The Gheisari family is part of the larger Ghiasvand tribe, a notable Laki tribal confederation with a long-standing presence in western Iran. This clan distinguished itself through military service, tribal governance, and support of regional rulers, particularly during the 18th century rise of the Zand dynasty. Historical patterns of geography, intermarriage, language, and military alliances strongly indicate a direct bond between the Gheisari family and the Zand rulers.

During the formation and consolidation of the Zand state under Karim Khan Zand, tribal coalitions were vital for both military stability and political legitimacy. The Gheisari family — with its large tribal base and strong command over surrounding villages — played a key role in these alliances. Oral history and regional records name individuals such as Amir Amjad Khan Ghiasvand Gheisari and Aziz Khan Ghiasvand as influential figures, both in terms of local leadership and support for Zand campaigns. These individuals were recognized not only as local chiefs but as governors and military commanders entrusted with significant authority by the central court.

Intermarriage between Zand elites and noble families like the Gheisari was a common method of cementing political ties, strengthening tribal bonds, and ensuring loyalty. The Gheisari family's sustained proximity to the Zand power base — geographically, linguistically, and militarily — has led many historians and genealogists to regard them as a “sister house” of the Zand dynasty, sharing ancestry or at least regional aristocratic kinship.

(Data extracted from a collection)
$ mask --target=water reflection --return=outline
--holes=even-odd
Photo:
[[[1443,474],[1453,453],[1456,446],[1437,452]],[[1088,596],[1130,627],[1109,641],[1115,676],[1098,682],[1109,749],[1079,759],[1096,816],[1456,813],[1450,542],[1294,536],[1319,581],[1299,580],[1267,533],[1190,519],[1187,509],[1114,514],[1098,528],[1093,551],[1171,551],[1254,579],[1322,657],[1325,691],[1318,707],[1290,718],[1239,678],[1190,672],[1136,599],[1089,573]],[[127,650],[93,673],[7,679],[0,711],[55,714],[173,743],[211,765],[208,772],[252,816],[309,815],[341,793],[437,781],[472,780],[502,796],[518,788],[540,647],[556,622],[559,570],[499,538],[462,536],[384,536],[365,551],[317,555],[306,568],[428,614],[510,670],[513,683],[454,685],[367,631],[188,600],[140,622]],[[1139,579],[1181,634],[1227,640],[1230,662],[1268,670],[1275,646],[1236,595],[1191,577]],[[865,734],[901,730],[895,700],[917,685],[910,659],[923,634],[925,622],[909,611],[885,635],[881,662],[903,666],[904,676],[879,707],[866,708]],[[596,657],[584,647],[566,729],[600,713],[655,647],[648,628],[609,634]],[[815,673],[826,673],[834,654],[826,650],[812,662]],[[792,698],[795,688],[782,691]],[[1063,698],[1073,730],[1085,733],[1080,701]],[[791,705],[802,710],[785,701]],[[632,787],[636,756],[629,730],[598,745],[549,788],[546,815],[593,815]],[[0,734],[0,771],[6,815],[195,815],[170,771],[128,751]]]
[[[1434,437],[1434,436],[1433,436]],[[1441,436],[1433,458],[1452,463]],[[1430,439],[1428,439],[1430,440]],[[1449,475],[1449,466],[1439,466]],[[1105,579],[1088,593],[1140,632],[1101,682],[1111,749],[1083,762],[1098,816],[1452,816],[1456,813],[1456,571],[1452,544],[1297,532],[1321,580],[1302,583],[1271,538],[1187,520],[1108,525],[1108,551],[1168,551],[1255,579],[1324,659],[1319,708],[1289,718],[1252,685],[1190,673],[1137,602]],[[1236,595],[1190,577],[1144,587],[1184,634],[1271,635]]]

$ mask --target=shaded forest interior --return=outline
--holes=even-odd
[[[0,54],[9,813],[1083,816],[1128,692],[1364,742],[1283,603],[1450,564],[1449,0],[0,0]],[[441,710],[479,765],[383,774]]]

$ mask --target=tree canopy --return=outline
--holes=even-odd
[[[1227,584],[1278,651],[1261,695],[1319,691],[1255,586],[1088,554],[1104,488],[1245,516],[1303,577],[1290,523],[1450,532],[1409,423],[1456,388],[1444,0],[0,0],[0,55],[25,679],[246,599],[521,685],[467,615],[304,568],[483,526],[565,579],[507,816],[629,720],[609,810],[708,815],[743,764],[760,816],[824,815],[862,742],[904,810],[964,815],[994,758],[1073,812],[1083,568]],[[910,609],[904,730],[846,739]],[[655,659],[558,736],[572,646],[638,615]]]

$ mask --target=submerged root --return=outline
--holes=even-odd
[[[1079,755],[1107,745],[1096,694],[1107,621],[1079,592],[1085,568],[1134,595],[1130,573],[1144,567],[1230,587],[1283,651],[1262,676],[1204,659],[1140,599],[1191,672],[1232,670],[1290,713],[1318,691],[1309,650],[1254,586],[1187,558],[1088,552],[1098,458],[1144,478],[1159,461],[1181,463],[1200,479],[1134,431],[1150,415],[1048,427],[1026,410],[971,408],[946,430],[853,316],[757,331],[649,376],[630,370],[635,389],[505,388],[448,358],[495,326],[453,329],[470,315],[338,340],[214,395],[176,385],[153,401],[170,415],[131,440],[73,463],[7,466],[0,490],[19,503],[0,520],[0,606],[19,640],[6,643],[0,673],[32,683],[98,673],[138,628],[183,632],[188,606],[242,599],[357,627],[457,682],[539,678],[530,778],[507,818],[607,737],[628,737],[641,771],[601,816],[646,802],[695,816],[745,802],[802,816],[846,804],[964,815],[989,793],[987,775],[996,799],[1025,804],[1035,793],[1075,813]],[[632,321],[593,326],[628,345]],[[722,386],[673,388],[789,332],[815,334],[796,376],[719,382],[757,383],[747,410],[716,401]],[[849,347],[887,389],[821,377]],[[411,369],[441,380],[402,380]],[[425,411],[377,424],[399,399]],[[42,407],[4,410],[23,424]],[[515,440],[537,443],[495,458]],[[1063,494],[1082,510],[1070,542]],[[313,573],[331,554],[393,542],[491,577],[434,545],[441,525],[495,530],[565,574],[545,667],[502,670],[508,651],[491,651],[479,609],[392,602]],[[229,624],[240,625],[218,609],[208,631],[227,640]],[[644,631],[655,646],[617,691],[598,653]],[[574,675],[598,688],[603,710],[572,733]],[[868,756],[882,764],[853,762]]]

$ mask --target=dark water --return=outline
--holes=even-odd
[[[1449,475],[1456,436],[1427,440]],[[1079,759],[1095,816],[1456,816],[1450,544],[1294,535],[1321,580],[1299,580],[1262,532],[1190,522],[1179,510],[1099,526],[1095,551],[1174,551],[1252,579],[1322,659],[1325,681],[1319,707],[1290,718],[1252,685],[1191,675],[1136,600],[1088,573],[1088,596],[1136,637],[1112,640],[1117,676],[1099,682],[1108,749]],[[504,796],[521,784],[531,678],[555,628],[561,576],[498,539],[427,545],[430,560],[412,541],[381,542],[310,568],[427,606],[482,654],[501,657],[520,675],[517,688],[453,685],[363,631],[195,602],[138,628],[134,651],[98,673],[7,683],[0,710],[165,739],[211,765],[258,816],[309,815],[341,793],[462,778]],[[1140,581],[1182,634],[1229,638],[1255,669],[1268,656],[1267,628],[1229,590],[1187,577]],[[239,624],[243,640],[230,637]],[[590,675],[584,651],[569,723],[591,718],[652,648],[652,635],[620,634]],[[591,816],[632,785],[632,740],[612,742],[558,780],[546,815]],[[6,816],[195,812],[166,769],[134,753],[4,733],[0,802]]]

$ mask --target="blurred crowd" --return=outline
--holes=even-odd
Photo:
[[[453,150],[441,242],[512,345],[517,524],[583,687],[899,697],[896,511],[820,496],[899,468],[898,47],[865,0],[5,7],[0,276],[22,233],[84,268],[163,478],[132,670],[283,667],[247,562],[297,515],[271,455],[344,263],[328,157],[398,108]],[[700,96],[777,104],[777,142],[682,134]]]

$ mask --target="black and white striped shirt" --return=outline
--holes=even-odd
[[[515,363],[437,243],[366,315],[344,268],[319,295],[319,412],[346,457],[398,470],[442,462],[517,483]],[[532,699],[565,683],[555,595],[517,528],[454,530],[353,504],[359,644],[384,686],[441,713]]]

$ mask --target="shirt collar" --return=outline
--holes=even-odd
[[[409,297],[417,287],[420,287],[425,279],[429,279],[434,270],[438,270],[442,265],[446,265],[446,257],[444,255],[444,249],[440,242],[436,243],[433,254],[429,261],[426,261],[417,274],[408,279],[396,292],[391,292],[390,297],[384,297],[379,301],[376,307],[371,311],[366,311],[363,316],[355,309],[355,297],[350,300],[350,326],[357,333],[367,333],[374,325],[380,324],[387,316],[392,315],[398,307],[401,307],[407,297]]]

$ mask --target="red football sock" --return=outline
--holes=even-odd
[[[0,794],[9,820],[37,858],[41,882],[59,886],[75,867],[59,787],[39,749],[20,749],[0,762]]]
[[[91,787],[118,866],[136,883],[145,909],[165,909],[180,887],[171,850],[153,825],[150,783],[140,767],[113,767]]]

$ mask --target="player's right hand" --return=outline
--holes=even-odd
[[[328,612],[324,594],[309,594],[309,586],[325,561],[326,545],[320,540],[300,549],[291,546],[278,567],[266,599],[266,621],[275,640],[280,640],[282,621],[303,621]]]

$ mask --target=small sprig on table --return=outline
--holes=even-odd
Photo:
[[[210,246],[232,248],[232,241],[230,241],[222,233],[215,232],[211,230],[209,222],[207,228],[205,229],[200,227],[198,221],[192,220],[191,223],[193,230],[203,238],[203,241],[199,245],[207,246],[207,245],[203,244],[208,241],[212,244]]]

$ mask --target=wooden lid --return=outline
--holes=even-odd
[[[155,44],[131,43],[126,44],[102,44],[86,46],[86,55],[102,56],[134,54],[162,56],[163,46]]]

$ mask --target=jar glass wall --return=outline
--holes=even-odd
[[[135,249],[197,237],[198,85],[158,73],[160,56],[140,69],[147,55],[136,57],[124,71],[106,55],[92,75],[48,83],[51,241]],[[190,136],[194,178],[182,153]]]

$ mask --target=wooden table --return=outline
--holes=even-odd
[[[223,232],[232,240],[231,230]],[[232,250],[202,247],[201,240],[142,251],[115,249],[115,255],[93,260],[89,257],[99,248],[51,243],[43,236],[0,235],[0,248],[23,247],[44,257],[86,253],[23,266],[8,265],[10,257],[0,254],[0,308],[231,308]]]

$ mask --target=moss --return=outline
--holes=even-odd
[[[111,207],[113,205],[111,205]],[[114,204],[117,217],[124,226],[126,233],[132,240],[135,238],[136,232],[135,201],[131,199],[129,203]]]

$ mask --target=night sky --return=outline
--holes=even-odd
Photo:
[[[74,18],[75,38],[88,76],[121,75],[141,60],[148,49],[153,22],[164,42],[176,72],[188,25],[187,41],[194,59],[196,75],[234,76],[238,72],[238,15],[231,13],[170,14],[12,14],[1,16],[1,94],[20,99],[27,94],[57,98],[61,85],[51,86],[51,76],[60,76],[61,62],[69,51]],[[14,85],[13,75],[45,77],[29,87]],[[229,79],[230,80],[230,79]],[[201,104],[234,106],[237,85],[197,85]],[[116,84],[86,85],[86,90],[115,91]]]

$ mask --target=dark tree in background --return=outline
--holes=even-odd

● Exercise description
Resume the passage on the Gheisari family and the Zand dynasty, starting after its final sentence. The entries are independent material and have no connection to the text on the Gheisari family.

● Reply to the exercise
Culturally, the Gheisari family has remained influential throughout successive political eras. Despite the fall of the Zand dynasty and the rise of the Qajar dynasty, the Gheisari nobles retained tribal leadership roles and have continued to inhabit their ancestral regions to this day, particularly in Malayer, and Nahavand City. In contrast to the Zand family, whose surviving members are now primarily located in Shiraz and exist in smaller numbers, the Gheisari family has maintained a larger and more geographically continuous presence in their homeland.

The name “Gheisari” itself may carry symbolic linguistic weight, with possible connections to royal and imperial terms such as “Caesar” in Latin and “Kaiser” in German — both of which refer to emperors. While this similarity could be coincidental, some historians and cultural theorists interpret the name's persistence as an echo of long-standing nobility and tribal authority.Today, the Gheisari (Ghiasvand Gheisari) family continues to be recognized among the major Laki-origin noble families of western Iran, with an enduring legacy of military, political, and tribal leadership stretching back to the Zand era and beyond.

=== Mostowfian Ashtiani family ===
Though originally Persian and centered in Ashtian, the Mostowfian Ashtiani family served in high administrative and financial roles under various dynasties, including the Zands. They were known for their role as mostowfis (financial administrators) and advisors. Some members had alliances with tribal leaders in western Iran.

=== Khajeh Nouri family ===
Originating from Mazandaran, the Khajeh Nouri family was a powerful aristocratic house whose influence spanned the Safavid, Zand, and Qajar eras. Although not Laki, they often operated in the same administrative circles and were considered nobility in their own right. Mirza Aqa Khan Nuri later became Prime Minister under Naser al-Din Shah Qajar.

=== Zand tribe ===
The Zands themselves were a Laki-speaking tribe from the Malayer–Nahavand area. Karim Khan Zand founded the Zand dynasty in the 18th century, with his rule marked by tribal coalition-building. The Zand dynasty's closest tribal and noble allies included the Gheisari and other Laki-speaking families.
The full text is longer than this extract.